_Problem:_
Rename "point_to" to "mark_points" everywhere in the listing below and leave every other part of the lines unchanged.

--- Start of Input records ---

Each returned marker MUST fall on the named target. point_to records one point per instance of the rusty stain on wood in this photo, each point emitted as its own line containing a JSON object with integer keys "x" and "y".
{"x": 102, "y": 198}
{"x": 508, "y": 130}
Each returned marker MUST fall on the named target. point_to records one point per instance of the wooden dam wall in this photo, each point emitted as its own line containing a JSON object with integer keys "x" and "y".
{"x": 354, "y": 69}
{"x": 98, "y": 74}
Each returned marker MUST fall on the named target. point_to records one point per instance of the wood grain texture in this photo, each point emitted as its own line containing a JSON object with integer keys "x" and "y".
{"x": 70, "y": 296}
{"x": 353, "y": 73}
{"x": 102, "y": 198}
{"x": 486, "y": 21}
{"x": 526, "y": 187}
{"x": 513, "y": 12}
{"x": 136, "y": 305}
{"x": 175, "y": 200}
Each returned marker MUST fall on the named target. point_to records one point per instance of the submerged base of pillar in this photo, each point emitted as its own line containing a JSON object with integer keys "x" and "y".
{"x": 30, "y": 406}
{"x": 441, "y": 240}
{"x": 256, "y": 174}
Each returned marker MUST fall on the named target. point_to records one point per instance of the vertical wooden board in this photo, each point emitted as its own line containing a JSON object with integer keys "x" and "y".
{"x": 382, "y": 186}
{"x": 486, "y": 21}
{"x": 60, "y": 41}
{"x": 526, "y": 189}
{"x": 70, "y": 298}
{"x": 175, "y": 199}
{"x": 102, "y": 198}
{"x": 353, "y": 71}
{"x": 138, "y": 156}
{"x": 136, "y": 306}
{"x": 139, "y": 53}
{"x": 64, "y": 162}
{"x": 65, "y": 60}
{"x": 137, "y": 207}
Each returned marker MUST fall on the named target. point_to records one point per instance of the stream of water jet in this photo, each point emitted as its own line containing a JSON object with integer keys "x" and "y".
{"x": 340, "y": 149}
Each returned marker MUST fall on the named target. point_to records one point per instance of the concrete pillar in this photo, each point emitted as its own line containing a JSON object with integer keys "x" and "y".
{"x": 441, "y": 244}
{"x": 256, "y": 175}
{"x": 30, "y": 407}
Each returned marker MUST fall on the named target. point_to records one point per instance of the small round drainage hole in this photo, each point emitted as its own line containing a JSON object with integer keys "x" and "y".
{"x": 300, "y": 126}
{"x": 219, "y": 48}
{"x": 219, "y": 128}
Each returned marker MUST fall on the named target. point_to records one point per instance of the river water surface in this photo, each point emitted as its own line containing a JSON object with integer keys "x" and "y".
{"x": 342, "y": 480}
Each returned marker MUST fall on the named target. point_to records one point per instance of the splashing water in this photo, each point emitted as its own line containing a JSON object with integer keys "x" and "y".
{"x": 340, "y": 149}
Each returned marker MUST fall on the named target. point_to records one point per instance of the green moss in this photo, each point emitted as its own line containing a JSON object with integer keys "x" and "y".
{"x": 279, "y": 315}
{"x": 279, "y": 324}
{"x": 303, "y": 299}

--- End of Input records ---

_Finished exercise:_
Each returned marker MUST fall on the named target. mark_points records one point per instance of the rusty stain on wood in this photo, each point emitted as its own line containing a JSON object with integer keys "x" and "y".
{"x": 102, "y": 198}
{"x": 508, "y": 130}
Each returned marker MUST fall on the named target. mark_points records one point per instance of the wooden dam wall in this photo, each point emitted as its own line containing a JSON object with integer keys "x" and "y".
{"x": 354, "y": 69}
{"x": 98, "y": 74}
Each returned marker MUST fall on the named target. mark_points records one point per instance of the wood grain texture in this photo, each point emitted as its own line containing a JSON object with integer keys "x" and "y".
{"x": 70, "y": 296}
{"x": 353, "y": 73}
{"x": 102, "y": 198}
{"x": 486, "y": 21}
{"x": 526, "y": 187}
{"x": 513, "y": 12}
{"x": 136, "y": 305}
{"x": 175, "y": 200}
Each returned marker MUST fall on the named target. mark_points records one point per instance of the submerged base of pillar in this photo, each point emitted as its own line containing a JSON object with integer keys "x" and "y".
{"x": 30, "y": 406}
{"x": 441, "y": 240}
{"x": 256, "y": 174}
Each returned marker MUST fall on the named target. mark_points records one point per instance of the vertical wooden board in this photo, each point emitted as its own line containing a JSON object with integer keys "x" and "y".
{"x": 382, "y": 186}
{"x": 486, "y": 21}
{"x": 60, "y": 41}
{"x": 526, "y": 189}
{"x": 70, "y": 298}
{"x": 175, "y": 199}
{"x": 102, "y": 198}
{"x": 353, "y": 71}
{"x": 138, "y": 156}
{"x": 136, "y": 306}
{"x": 139, "y": 53}
{"x": 64, "y": 162}
{"x": 65, "y": 60}
{"x": 137, "y": 207}
Each returned marker MUST fall on the named target. mark_points records one point per instance of the stream of water jet in this photo, each point emitted as its own line containing a JSON object with integer keys "x" and "y".
{"x": 340, "y": 149}
Each returned marker MUST fall on the named target. mark_points records one point per instance of the concrete pillar in this photo, each point emitted as its own line containing a JSON object with integer keys "x" and "y".
{"x": 441, "y": 244}
{"x": 256, "y": 175}
{"x": 30, "y": 407}
Each returned marker MUST fall on the named target. mark_points records one point per instance of the small round drainage hole in this photo, each point emitted as its own line containing a JSON object with integer keys "x" and "y".
{"x": 300, "y": 126}
{"x": 219, "y": 48}
{"x": 219, "y": 128}
Each returned marker MUST fall on the named target. mark_points records one point per instance of the river water surface in this photo, each point emitted as its own line containing a JSON object with integer keys "x" and "y".
{"x": 342, "y": 480}
Each returned marker MUST fall on the named target. mark_points records one point per instance of the splashing water in this photo, each point emitted as its own line containing a JSON object with integer keys "x" and "y".
{"x": 340, "y": 149}
Each returned marker MUST fall on the named target. mark_points records one point per instance of the green moss in this photo, each point emitted as its own line containing a JSON object with integer keys "x" and "y".
{"x": 279, "y": 315}
{"x": 279, "y": 324}
{"x": 303, "y": 299}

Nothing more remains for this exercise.